**The problem**
Continue the article on canine intelligence from where it stops.

**Excerpt provided**
_ _ _ _
The dog delusion: why your mutt might be smarter than he looks
Eyes on the prize: prolonged eye contact with a dog has been shown to produce oxytocin - 'the hug hormone' - in both dog and owner. photograph: rachel hogue/getty
When it comes to communication, our four-legged friends could teach us a thing or two
Dog lovers look at their furry friends with a forgiving eye. Cute, they’ll say. Or cheeky. Sometimes even “daft as a brush”. But the words “genius” and “dog” in the same sentence – well, that has been a rare occurrence. Until now.
The Genius of Dogs begins by barking at its own title: “Most dogs can do little more than sit and stay, and can barely walk on a lead,” writes the book’s coauthor Brian Hare, professor of evolutionary anthropology at Duke University, in the US. “They are baffled when a squirrel disappears up a tree by circling the trunk, and most will happily drink out of the toilet bowl.” This is hardly the profile of a typical genius.
But if you take an evolutionary perspective, the game changes dramatically.
According to Darwinian principles, intelligence in animals is measured by how successfully they survive and reproduce. Dogs are well established in all corners of the human world, working as bomb disposal experts, helping with conservation projects by sniffing out the scat of endangered species, visiting retirement homes and hospitals, lounging around on the couch watching TV.
This, says Hare, is what makes the dog “arguably the most successful mammal on the planet, besides us”.
_ _ _ _
(Spatial localization data)

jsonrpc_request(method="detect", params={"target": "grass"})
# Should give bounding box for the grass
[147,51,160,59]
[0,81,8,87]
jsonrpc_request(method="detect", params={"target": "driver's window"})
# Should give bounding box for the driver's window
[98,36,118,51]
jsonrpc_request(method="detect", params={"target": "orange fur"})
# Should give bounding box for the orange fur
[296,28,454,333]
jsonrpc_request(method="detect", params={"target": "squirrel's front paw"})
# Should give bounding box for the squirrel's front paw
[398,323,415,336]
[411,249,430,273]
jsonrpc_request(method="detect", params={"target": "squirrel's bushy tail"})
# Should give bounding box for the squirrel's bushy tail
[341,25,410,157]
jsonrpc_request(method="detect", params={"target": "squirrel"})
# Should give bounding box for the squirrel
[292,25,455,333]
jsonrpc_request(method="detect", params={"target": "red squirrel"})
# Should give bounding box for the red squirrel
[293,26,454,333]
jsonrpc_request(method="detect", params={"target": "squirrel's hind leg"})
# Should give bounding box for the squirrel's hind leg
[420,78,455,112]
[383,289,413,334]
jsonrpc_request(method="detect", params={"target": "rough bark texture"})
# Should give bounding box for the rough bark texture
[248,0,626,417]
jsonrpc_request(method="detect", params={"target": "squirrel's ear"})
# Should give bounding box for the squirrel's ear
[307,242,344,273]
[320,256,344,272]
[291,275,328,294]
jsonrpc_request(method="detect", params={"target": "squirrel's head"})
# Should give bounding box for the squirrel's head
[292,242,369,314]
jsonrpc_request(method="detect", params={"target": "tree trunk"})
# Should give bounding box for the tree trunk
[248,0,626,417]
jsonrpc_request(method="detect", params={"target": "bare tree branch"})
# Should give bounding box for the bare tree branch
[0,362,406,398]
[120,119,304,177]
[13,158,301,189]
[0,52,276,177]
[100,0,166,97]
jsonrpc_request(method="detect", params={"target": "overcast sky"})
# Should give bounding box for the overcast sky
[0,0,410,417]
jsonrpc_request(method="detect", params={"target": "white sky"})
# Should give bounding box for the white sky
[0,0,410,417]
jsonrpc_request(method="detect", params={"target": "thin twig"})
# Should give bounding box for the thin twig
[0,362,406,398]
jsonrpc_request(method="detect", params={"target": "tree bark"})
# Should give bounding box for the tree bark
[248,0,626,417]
_ _ _ _
**Response area**
Hare calls this success “the survival of the friendliest”. The accepted wisdom in the doggy fraternity at present is that domestic dogs evolved from wolves between 12,000 and 40,000 years ago, when our ancestor adopted wolf puppies, or when wolves and humans began to hunt together. Given our animosity towards wolves, Hare says this is unlikely. Instead, he suggests, some wolves spontaneously decided hunting was a mug’s game: it was much easier to scavenge on Ice Age leftovers. And so, over the generations, the most tolerant wolves pretty much domesticated themselves.
Hare produces reams of scientific studies in pursuit of his thesis, including first-hand reports from Africa, where he looked at cognition in chimps and bonobos, and Siberia, where he examined a breeding experiment with silver foxes.
But can Hare scientifically explain why, when a human eats a biscuit within shouting distance of a labrador, the dog will gaze intently at them until they feel so guilty they part with a chunk of it? Yes, actually.
“There’s some really nice evidence showing that dogs that make eye contact with their owner more often, and for more sustained periods of time, actually create a physiological response in the owner,” he says. Prolonged eye contact with a dog has been shown to produce oxytocin – in both dog and owner. “It’s known as ‘the hug hormone’,” says Hare. “It makes you feel good and want to look after them and take care of them.”